━━ PROVIDED RECORDS
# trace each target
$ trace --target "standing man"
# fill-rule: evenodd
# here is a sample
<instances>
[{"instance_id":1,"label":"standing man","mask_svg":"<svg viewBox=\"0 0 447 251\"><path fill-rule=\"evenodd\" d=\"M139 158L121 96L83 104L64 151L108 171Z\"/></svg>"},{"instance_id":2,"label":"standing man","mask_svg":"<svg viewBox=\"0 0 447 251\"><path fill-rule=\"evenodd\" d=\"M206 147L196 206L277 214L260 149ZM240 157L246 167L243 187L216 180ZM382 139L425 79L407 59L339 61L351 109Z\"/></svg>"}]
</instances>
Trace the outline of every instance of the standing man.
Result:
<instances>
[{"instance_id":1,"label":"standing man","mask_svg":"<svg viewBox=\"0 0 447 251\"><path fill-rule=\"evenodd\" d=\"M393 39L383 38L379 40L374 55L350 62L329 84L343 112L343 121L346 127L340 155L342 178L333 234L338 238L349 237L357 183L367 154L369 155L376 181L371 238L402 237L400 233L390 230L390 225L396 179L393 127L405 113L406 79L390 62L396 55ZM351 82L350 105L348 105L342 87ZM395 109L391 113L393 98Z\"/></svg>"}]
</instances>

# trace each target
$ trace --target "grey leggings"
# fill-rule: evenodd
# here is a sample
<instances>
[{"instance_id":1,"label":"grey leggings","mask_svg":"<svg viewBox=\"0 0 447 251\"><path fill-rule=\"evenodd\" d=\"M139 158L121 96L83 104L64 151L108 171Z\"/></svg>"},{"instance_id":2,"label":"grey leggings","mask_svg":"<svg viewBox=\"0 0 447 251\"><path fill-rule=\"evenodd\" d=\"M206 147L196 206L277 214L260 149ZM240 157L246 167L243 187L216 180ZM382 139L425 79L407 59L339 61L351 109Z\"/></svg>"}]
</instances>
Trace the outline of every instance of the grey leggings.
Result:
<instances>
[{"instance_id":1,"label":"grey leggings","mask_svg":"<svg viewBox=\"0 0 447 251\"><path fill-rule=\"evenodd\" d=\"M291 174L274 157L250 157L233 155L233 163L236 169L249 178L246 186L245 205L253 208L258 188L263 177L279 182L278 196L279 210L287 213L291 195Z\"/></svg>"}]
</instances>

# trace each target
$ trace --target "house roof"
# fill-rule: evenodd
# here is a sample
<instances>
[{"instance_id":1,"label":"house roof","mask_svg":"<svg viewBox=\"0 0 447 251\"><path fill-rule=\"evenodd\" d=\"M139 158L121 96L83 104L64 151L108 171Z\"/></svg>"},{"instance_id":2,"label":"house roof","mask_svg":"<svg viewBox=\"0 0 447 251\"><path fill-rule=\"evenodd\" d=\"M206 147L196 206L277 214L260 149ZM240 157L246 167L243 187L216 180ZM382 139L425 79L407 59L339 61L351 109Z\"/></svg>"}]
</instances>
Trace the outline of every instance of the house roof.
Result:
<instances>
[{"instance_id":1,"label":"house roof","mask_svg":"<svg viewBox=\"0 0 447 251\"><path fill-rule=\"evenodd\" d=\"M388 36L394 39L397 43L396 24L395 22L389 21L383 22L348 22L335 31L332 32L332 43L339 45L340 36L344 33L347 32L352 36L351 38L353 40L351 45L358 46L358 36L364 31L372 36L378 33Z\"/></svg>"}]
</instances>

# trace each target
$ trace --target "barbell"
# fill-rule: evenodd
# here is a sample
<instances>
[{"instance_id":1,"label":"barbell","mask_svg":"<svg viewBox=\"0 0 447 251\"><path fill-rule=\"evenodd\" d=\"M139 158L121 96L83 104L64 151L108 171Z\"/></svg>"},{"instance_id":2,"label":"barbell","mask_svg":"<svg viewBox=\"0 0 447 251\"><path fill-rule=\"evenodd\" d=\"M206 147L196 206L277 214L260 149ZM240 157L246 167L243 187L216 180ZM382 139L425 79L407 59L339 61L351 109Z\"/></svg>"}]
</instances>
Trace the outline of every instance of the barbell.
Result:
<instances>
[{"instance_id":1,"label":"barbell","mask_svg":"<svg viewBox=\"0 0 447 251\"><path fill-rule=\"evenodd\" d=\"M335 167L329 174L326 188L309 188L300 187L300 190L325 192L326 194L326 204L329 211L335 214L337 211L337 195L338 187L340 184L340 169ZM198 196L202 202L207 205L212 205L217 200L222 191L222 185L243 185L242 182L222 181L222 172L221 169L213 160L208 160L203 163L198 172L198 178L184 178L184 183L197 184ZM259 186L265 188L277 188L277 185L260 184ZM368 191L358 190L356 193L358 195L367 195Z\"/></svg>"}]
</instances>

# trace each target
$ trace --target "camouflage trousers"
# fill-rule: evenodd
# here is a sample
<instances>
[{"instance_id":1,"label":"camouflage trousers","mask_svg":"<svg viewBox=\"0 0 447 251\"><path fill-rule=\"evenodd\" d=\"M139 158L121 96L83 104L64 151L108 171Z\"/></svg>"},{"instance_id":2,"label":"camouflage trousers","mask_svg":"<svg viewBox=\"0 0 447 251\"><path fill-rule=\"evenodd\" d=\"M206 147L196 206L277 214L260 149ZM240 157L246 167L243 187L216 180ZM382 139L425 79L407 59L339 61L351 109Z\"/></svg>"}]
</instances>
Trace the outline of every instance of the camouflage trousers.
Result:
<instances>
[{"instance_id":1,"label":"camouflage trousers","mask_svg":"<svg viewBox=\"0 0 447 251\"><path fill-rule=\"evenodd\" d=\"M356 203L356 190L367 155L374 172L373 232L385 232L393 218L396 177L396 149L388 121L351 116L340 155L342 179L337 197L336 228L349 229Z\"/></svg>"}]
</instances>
━━━━
WRITTEN TASK
Find each line in the items above that contains the string "barbell" with the same capitalization, and copy every such line.

RESULT BELOW
$ trace --target "barbell"
[{"instance_id":1,"label":"barbell","mask_svg":"<svg viewBox=\"0 0 447 251\"><path fill-rule=\"evenodd\" d=\"M139 158L121 96L83 104L64 151L108 171Z\"/></svg>"},{"instance_id":2,"label":"barbell","mask_svg":"<svg viewBox=\"0 0 447 251\"><path fill-rule=\"evenodd\" d=\"M206 147L196 206L277 214L260 149ZM240 157L246 167L243 187L216 180ZM382 139L425 79L407 59L339 61L351 109Z\"/></svg>"}]
Trace the outline of every instance of the barbell.
[{"instance_id":1,"label":"barbell","mask_svg":"<svg viewBox=\"0 0 447 251\"><path fill-rule=\"evenodd\" d=\"M335 167L329 174L326 188L309 188L300 187L300 190L325 192L326 194L326 204L329 211L335 214L337 211L337 195L338 187L340 184L340 169ZM198 196L202 202L207 205L212 205L217 200L222 191L222 185L243 185L242 182L222 181L222 172L221 169L213 160L208 160L203 163L198 172L198 178L184 178L184 183L197 184ZM259 186L265 188L277 188L277 185L260 184ZM368 191L358 190L356 193L358 195L367 195Z\"/></svg>"}]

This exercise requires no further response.